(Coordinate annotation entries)
▬▬▬▬▬▬▬▬▬▬

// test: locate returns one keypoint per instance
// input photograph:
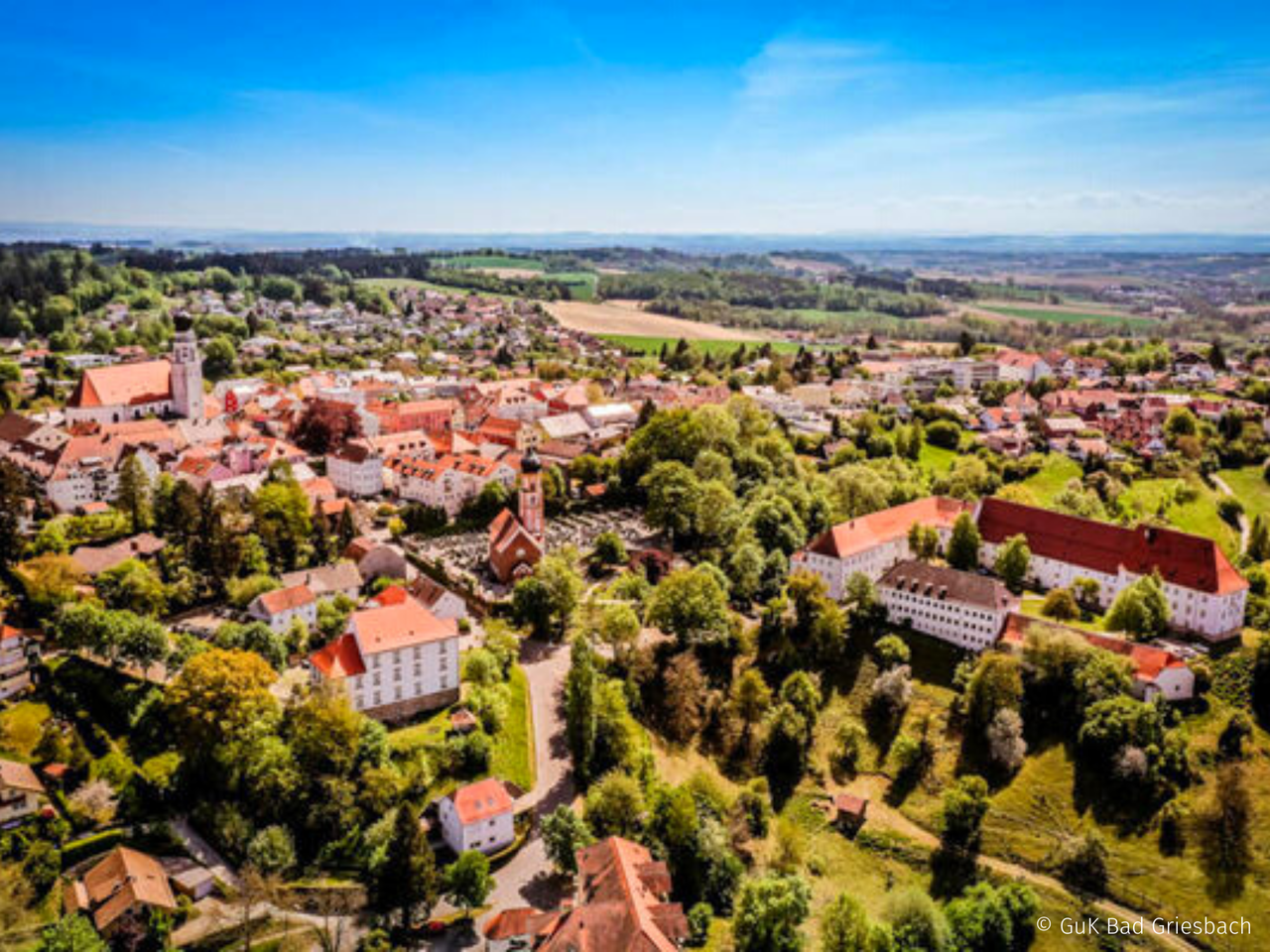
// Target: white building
(130, 391)
(395, 660)
(356, 470)
(873, 543)
(1206, 592)
(281, 607)
(962, 608)
(21, 791)
(477, 816)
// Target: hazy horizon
(743, 118)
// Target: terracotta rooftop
(865, 532)
(1182, 558)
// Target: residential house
(621, 902)
(22, 793)
(961, 608)
(477, 816)
(873, 543)
(281, 607)
(395, 660)
(125, 885)
(1206, 592)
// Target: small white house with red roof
(281, 607)
(395, 660)
(477, 816)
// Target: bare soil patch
(629, 317)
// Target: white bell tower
(187, 376)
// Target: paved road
(527, 880)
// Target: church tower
(187, 375)
(531, 497)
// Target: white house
(477, 816)
(21, 792)
(1206, 592)
(395, 658)
(356, 470)
(962, 608)
(873, 543)
(281, 607)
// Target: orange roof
(1147, 661)
(16, 775)
(285, 599)
(1182, 558)
(144, 382)
(481, 800)
(621, 907)
(398, 626)
(865, 532)
(123, 880)
(339, 658)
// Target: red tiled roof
(858, 535)
(285, 599)
(144, 382)
(1182, 558)
(339, 658)
(399, 626)
(481, 800)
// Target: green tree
(407, 881)
(964, 543)
(769, 914)
(691, 604)
(1014, 560)
(135, 494)
(580, 717)
(1141, 610)
(615, 806)
(468, 881)
(564, 833)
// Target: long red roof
(1182, 558)
(855, 536)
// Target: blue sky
(462, 116)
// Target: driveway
(527, 880)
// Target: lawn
(512, 746)
(1197, 516)
(937, 460)
(1052, 479)
(652, 344)
(1250, 488)
(21, 726)
(531, 264)
(1038, 313)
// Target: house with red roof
(477, 816)
(621, 902)
(873, 543)
(1206, 592)
(281, 607)
(395, 660)
(1156, 671)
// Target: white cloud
(792, 67)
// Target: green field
(1250, 488)
(489, 262)
(653, 345)
(1052, 479)
(1038, 313)
(1197, 516)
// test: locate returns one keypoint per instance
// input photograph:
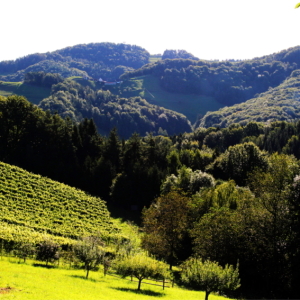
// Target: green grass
(153, 59)
(29, 282)
(31, 205)
(148, 87)
(34, 94)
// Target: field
(148, 87)
(21, 281)
(32, 205)
(34, 94)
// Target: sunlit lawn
(26, 281)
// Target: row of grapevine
(32, 202)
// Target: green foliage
(35, 94)
(210, 276)
(278, 103)
(237, 163)
(188, 181)
(141, 266)
(35, 202)
(89, 250)
(228, 82)
(106, 60)
(128, 115)
(47, 251)
(164, 225)
(25, 250)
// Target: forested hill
(281, 103)
(229, 82)
(129, 115)
(106, 60)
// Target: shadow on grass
(83, 277)
(141, 292)
(44, 266)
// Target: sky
(209, 29)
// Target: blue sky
(208, 29)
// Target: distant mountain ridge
(108, 60)
(281, 103)
(199, 86)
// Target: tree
(237, 162)
(89, 251)
(165, 226)
(273, 191)
(141, 266)
(210, 276)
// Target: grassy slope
(31, 205)
(33, 93)
(148, 87)
(34, 283)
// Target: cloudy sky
(209, 29)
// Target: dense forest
(230, 82)
(73, 100)
(239, 186)
(106, 60)
(279, 103)
(225, 189)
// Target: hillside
(133, 114)
(34, 94)
(229, 82)
(280, 103)
(32, 205)
(148, 87)
(96, 60)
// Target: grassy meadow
(34, 94)
(30, 281)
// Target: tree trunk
(206, 295)
(139, 286)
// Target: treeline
(106, 60)
(174, 54)
(280, 103)
(229, 82)
(76, 101)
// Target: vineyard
(33, 207)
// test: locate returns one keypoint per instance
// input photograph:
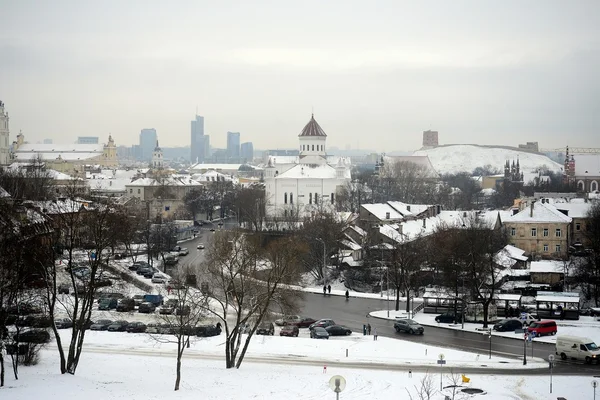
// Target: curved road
(354, 313)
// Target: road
(353, 313)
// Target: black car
(33, 336)
(118, 326)
(448, 318)
(208, 330)
(508, 325)
(265, 328)
(408, 326)
(136, 327)
(101, 325)
(338, 330)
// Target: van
(578, 348)
(541, 328)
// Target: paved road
(353, 313)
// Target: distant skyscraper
(200, 143)
(147, 143)
(4, 135)
(87, 140)
(247, 152)
(233, 145)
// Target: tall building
(87, 139)
(247, 152)
(4, 135)
(148, 139)
(233, 145)
(200, 143)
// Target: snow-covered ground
(125, 366)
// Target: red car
(289, 330)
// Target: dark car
(508, 325)
(323, 323)
(63, 323)
(32, 336)
(265, 328)
(208, 330)
(408, 326)
(126, 305)
(448, 318)
(136, 327)
(319, 333)
(146, 307)
(289, 330)
(338, 330)
(118, 326)
(101, 325)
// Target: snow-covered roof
(542, 212)
(547, 266)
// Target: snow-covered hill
(465, 158)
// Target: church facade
(296, 187)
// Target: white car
(159, 278)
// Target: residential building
(308, 183)
(148, 139)
(4, 136)
(233, 146)
(88, 139)
(246, 152)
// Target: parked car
(101, 325)
(146, 307)
(63, 323)
(319, 333)
(126, 305)
(159, 278)
(508, 325)
(289, 330)
(32, 336)
(448, 318)
(118, 326)
(107, 304)
(544, 327)
(265, 328)
(409, 326)
(208, 330)
(323, 323)
(288, 320)
(338, 330)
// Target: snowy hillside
(465, 158)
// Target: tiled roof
(312, 128)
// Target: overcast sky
(376, 73)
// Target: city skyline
(486, 73)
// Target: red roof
(312, 128)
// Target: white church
(307, 183)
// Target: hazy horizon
(376, 76)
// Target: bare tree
(247, 282)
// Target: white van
(579, 348)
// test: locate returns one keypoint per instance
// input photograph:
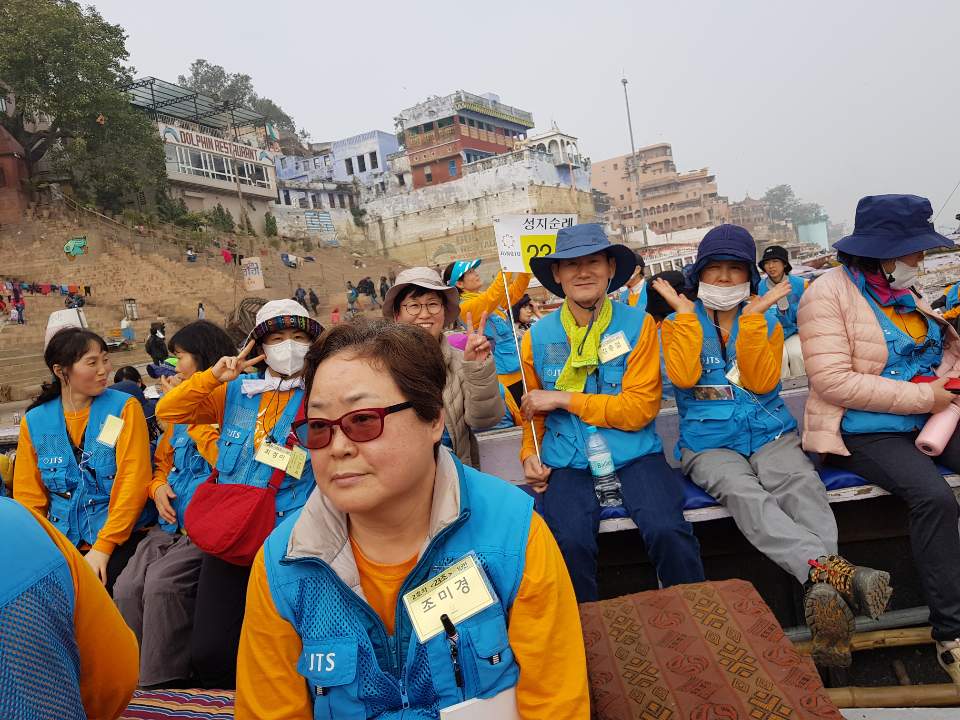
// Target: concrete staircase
(121, 263)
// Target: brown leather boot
(831, 624)
(867, 591)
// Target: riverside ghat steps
(121, 263)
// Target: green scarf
(584, 347)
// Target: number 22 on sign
(536, 246)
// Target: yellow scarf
(584, 346)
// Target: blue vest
(79, 497)
(906, 359)
(743, 424)
(953, 297)
(564, 442)
(788, 317)
(188, 472)
(500, 333)
(40, 664)
(376, 675)
(235, 459)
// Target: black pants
(217, 619)
(121, 556)
(891, 461)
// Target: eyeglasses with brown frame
(361, 425)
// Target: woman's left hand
(541, 402)
(760, 304)
(97, 560)
(477, 348)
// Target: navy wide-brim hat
(580, 241)
(725, 242)
(891, 226)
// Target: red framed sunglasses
(361, 425)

▬▬▬▬▬▬▬▬▬▬

■ EXERCISE DETAILS
Express the lines of the records from the one containing "Target: green scarf" through the last line as a numbered list, including both ends and skipping blank lines.

■ FINAL RESULT
1. // Target: green scarf
2. (584, 347)
3. // Target: number 22 on sign
4. (536, 246)
5. // Target: yellow scarf
6. (584, 346)
7. // Target: blue vest
8. (79, 497)
9. (906, 359)
10. (743, 424)
11. (953, 297)
12. (564, 442)
13. (788, 317)
14. (188, 472)
15. (500, 333)
16. (40, 664)
17. (376, 675)
18. (235, 459)
19. // Target: black pants
20. (217, 619)
21. (121, 556)
22. (891, 461)
23. // Target: eyeglasses with brown frame
24. (361, 425)
25. // Target: woman's left hand
26. (541, 402)
27. (760, 304)
28. (97, 560)
29. (477, 348)
30. // Target: navy wide-brim hat
31. (580, 241)
32. (725, 242)
33. (891, 226)
34. // Target: red framed sunglasses
35. (361, 425)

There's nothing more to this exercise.